Your goal:
Make an exact copy of the lines below.

Dataset rows on where objects appear:
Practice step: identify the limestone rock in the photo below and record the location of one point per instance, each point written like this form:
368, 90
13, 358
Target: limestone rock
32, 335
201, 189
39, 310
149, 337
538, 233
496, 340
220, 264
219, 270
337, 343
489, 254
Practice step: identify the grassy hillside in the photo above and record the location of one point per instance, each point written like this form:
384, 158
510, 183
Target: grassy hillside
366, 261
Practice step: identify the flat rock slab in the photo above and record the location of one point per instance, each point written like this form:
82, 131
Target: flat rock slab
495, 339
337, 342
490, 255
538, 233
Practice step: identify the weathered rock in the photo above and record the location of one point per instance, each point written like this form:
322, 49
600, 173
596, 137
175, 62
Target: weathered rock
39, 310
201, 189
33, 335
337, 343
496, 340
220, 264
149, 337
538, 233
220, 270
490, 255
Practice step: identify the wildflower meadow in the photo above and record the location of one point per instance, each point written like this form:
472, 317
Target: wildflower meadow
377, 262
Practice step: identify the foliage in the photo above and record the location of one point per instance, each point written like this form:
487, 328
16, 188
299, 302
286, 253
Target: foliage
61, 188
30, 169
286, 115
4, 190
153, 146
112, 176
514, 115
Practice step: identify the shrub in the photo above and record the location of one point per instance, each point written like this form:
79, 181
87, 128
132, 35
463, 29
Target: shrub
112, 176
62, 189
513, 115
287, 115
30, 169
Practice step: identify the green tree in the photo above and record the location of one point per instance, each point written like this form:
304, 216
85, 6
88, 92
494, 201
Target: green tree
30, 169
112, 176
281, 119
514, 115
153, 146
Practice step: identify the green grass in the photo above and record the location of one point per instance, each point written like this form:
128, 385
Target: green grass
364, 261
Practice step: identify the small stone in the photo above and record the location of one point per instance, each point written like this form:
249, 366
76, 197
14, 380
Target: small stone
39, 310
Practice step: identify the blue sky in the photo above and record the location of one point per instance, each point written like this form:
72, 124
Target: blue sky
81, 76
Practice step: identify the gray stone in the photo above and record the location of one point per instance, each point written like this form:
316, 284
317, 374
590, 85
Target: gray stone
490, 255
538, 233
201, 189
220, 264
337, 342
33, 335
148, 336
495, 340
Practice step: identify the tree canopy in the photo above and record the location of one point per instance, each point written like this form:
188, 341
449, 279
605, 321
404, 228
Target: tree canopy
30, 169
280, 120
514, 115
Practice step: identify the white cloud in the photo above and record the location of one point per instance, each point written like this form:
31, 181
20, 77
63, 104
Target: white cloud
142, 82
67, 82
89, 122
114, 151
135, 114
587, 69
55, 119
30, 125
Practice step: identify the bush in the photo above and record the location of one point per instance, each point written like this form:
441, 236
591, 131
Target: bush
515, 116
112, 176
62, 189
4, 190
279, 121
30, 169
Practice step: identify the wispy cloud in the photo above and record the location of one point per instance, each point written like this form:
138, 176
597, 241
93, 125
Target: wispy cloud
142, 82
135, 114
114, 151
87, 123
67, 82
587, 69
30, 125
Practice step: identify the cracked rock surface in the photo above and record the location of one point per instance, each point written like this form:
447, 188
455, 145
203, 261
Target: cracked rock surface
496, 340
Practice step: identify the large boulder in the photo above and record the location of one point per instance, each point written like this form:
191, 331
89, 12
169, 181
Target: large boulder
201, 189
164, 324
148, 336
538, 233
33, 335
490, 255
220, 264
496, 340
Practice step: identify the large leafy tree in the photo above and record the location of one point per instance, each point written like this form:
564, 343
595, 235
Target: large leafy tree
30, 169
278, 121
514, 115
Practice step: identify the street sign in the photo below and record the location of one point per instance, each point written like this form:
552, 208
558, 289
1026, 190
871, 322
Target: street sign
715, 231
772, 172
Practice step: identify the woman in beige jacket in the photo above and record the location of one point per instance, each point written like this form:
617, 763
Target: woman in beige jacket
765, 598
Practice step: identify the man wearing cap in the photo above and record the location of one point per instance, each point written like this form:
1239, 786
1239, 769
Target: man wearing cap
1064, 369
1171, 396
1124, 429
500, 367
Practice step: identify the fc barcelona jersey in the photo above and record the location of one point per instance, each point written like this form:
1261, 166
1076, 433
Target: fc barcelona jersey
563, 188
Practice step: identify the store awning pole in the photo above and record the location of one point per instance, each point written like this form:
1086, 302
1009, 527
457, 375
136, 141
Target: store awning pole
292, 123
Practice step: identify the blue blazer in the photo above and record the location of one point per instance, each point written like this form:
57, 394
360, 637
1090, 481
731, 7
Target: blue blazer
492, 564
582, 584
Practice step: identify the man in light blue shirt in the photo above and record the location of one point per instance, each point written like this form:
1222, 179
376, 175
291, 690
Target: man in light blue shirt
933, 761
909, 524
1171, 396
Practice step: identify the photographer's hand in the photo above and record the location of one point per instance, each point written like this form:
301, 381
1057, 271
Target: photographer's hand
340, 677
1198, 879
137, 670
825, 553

Completed task:
Practice step: identify the limestone rock in the photo below and record the location of one point per instance, each point written like this form:
368, 90
13, 358
Target: limestone rock
32, 335
201, 189
39, 310
149, 337
538, 233
496, 340
220, 264
219, 270
337, 343
489, 254
Practice step: identify the grassy hillside in the photo above and record the location of one point per instance, each point written like this form:
384, 158
510, 183
Target: grassy hillside
366, 261
Practice step: identify the flat rock slab in the photo above and record the location of one point per instance, each point written like this form:
82, 131
Target: flat rock slab
495, 339
337, 342
490, 255
538, 233
Practice step: identify the weathered rock in the photo above and record the location of one point per instance, each point written like this form:
322, 49
600, 173
596, 137
175, 62
Target: weathered rock
39, 310
201, 189
33, 335
337, 343
496, 340
220, 264
149, 337
538, 233
220, 270
490, 255
Practice step: identify the wildflower meadow in the photo above and record the location of one point per instance, each point written like this form:
472, 317
Target: wildflower meadow
377, 262
Practice step: identify the foliage in the photo above and record the location of one point per instance, each point written like this form:
487, 328
16, 188
299, 302
286, 253
Target: foliage
61, 188
30, 169
286, 115
4, 190
153, 146
112, 176
514, 115
Practice step: identify the shrub in the photo above and record the location of one point per instance, each point written like this form:
79, 181
87, 128
132, 35
463, 29
Target: shrub
112, 176
62, 189
513, 115
287, 115
30, 169
Practice step: identify the green tree in the photo above and record the location of one point per instance, each point written like this form:
304, 216
85, 6
88, 92
494, 201
Target: green tree
30, 169
112, 176
281, 119
514, 115
153, 146
Practice step: identify the green grass in the photo above and record the location of one point per instance, each point written like this form:
128, 385
Target: green grass
364, 261
Practice step: identify the small stone in the photo above and record the location of one point per instance, each point written like this form:
249, 366
76, 197
14, 380
Target: small stone
39, 310
Practice step: identify the blue sky in the photo above and record the location of one point per instance, each point written like this form:
72, 124
Target: blue sky
81, 76
Practice step: identify the gray stone in the photo above and record the location of one point per instance, each point written like this form:
316, 284
317, 374
590, 85
Target: gray stone
490, 255
538, 233
201, 189
220, 264
337, 342
33, 335
148, 336
495, 340
Practice step: identify the tree canopy in the photo above and record the location of one point per instance, each point written like this form:
188, 341
449, 279
605, 321
404, 228
Target: tree canopy
30, 169
280, 120
514, 115
Practice step: identify the white cloud in the photo above and record the location of one point per instance, each point written like this form:
31, 181
20, 77
63, 104
Target: white cloud
142, 82
67, 82
89, 122
114, 151
135, 114
587, 69
55, 119
30, 125
Practice step: identify the bush in the photo above and record the location of one point per instance, each point written like this form:
441, 236
591, 131
Target: bush
515, 116
112, 176
62, 189
4, 190
279, 121
30, 169
Practice step: identify the wispy cloud in the photo above and record the location of one point per instance, each point written like this form:
138, 176
597, 241
93, 125
Target: wispy cloud
142, 82
135, 114
114, 151
87, 123
67, 82
587, 69
30, 125
Practice step: identify the cracked rock surface in the photo above and record the location of one point per instance, each point written like this form:
447, 188
455, 145
203, 261
Target: cracked rock surface
496, 340
Practice step: identify the large boulder in the photo above and record the location of one point per instance, each point written like this form:
191, 331
89, 12
169, 181
Target: large boulder
201, 189
164, 324
148, 336
538, 233
33, 335
490, 255
220, 264
496, 340
Practice step: identify the large leafy tree in the photo above and record the location of one point per instance, each point written like this form:
564, 343
595, 235
Target: large leafy tree
30, 169
278, 121
514, 115
Practice step: identify the street sign in the photo below and record the location of one point per instance, each point written like this form:
552, 208
558, 289
1026, 190
871, 322
Target: street sign
715, 231
772, 172
Practice step: identify the woman in beige jacket in the photo above and record the location of one point per instance, each point written like this form:
617, 763
Target: woman in beige jacket
765, 598
Practice step: identify the man wearing cap in the photo above and record the location of one point per instance, each point written like this form:
1239, 786
1239, 769
Target: man wearing cap
1064, 369
1171, 396
1124, 429
500, 367
Practice step: identify the fc barcelona jersey in the photo above and record the location of one point per instance, each point written like this form:
1261, 166
1076, 433
Target: fc barcelona jersey
563, 188
Practice step: identify the store awning pole in the photo above and record the location of one point per instance, each point written like this form:
1086, 302
1009, 527
457, 375
136, 141
Target: store awning pole
292, 123
Practice step: identify the blue blazer in the photo above and record the location of one point per instance, each point written like this form:
57, 394
360, 637
1090, 481
731, 7
Target: blue blazer
492, 564
582, 584
Practice step: identify the man in light blue shirt in the photo above and record the location of one point per instance, each point written like this form:
1222, 179
376, 175
291, 690
Target: man in light blue shirt
933, 761
909, 524
1171, 396
Practice step: identify the photographer's hand in the photo above and record the location of one point per instance, each point written like this form:
301, 381
1057, 271
Target: photographer's hand
340, 677
1198, 879
137, 670
825, 553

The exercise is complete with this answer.